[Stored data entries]
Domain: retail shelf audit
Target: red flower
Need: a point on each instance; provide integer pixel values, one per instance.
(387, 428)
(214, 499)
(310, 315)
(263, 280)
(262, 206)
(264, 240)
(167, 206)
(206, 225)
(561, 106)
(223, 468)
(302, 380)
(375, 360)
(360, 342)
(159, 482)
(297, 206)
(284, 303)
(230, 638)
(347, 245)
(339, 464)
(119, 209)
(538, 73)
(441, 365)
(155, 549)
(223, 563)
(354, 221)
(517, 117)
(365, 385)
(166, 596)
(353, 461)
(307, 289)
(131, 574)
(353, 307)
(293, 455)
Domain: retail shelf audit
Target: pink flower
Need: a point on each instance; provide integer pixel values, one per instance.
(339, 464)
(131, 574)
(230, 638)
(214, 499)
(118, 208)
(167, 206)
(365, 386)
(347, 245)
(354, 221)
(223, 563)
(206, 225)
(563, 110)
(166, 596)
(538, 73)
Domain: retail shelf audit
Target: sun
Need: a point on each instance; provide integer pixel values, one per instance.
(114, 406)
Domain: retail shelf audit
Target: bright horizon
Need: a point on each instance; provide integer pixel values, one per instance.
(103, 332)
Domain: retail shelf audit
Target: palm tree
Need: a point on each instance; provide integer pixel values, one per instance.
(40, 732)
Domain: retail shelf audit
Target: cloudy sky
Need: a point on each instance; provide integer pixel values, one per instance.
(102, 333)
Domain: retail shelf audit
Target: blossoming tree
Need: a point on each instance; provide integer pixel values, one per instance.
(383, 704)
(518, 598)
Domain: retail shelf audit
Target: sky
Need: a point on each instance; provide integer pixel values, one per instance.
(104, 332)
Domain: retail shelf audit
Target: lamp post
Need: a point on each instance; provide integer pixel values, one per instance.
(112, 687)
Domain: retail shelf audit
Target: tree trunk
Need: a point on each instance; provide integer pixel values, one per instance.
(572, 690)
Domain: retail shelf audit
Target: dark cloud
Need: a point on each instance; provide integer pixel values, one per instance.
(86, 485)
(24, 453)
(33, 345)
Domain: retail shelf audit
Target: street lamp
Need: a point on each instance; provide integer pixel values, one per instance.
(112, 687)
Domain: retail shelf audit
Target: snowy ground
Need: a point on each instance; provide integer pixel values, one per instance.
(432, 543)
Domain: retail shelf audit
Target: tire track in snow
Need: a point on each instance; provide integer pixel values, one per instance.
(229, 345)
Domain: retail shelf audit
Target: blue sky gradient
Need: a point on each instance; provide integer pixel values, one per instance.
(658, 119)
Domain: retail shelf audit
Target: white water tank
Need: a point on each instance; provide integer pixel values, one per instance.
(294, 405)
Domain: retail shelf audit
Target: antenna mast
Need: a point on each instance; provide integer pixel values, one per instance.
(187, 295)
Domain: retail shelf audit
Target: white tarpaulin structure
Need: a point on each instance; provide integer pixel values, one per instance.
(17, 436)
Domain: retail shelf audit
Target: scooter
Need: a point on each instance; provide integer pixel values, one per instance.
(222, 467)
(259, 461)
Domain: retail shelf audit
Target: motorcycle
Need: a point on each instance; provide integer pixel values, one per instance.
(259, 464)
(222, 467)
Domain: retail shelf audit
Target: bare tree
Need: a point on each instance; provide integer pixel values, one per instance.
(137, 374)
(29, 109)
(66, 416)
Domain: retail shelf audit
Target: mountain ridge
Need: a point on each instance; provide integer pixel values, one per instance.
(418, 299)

● **Task details**: The full set of records should be duplicated exactly.

● **Result of this task**:
Domain: retail shelf audit
Target: red flower
Need: a point on each instance; provide integer pixel values, one per instance.
(387, 428)
(214, 499)
(310, 315)
(263, 280)
(262, 206)
(264, 240)
(167, 206)
(206, 225)
(561, 106)
(223, 468)
(302, 380)
(375, 360)
(360, 342)
(159, 482)
(297, 206)
(284, 303)
(230, 638)
(347, 245)
(339, 464)
(119, 209)
(538, 73)
(441, 365)
(155, 549)
(223, 563)
(354, 221)
(517, 117)
(365, 385)
(166, 596)
(353, 461)
(307, 289)
(131, 574)
(353, 307)
(293, 455)
Domain: retail shelf audit
Target: pink flower
Need: a point on each instance; provide integer pixel values, one per instance.
(339, 464)
(131, 574)
(230, 638)
(214, 499)
(118, 208)
(167, 206)
(365, 386)
(347, 245)
(354, 221)
(223, 563)
(206, 225)
(563, 110)
(166, 596)
(538, 73)
Domain: retail shelf audit
Target: sun
Need: a point on each instance; provide integer pixel values, one per instance.
(114, 406)
Domain: retail shelf audit
Target: bright horizon
Need: a point on each instance; provide integer pixel values, one per instance.
(103, 332)
Domain: retail shelf audit
Target: palm tree
Need: a point on each instance; provide integer pixel values, one per instance.
(40, 732)
Domain: retail shelf audit
Target: cloudy sky
Need: a point on each instance; provide integer pixel values, one per instance.
(102, 333)
Domain: retail shelf audit
Target: blossoming tree
Need: a point on each instance; provide integer pixel values, one per instance.
(383, 704)
(518, 598)
Domain: retail shelf audit
Target: sky
Need: a point on each instance; provide integer pixel values, one per instance.
(104, 332)
Domain: retail shelf audit
Target: lamp post
Need: a point on each instance; provide integer pixel values, one per instance.
(112, 687)
Domain: retail shelf audit
Target: tree trunk
Need: a point on each instance; provide integer pixel values, one per instance.
(572, 690)
Domain: retail shelf audit
Target: dark cloud
Need: a point on each instance; provide integer pixel values, one per instance.
(86, 485)
(24, 453)
(33, 345)
Domain: retail shelf audit
Target: street lamp
Need: a point on each instance; provide integer pixel values, one per instance.
(112, 687)
Domain: retail shelf audit
Target: snowy ground
Need: a point on each instance; provide integer pixel values, one per instance.
(432, 543)
Domain: retail shelf audit
Target: tire track in snow
Need: a point on each instance; provide integer pixel values, one per instance.
(229, 345)
Domain: retail shelf audit
Target: blue sky gradient
Need: a point on each instance; provide integer pixel values, one per instance.
(658, 119)
Domain: retail shelf audit
Target: white water tank
Need: a point on each instance; provide integer pixel values, one per instance.
(294, 405)
Domain: retail shelf audit
Target: antenna mast
Need: a point on each instance; provide integer pixel values, one per instance.
(187, 295)
Domain: retail shelf audit
Target: white tarpaulin structure
Need: a point on each instance; provide integer pixel values, one per instance.
(17, 436)
Domain: retail shelf audit
Target: scooter
Need: a point on each instance; provide integer pixel values, one per instance.
(222, 467)
(259, 461)
Domain: retail shelf audit
Target: motorcycle
Need: a point on each instance; provide integer pixel values, one per instance.
(259, 464)
(222, 467)
Domain: retail shelf audit
Target: bare tree
Need: a point on each instance; provide integer pixel values, one per instance.
(137, 374)
(29, 109)
(66, 416)
Domain: retail shelf audit
Target: mountain ridge
Need: a point on each instance; provide integer pixel values, one per instance.
(418, 299)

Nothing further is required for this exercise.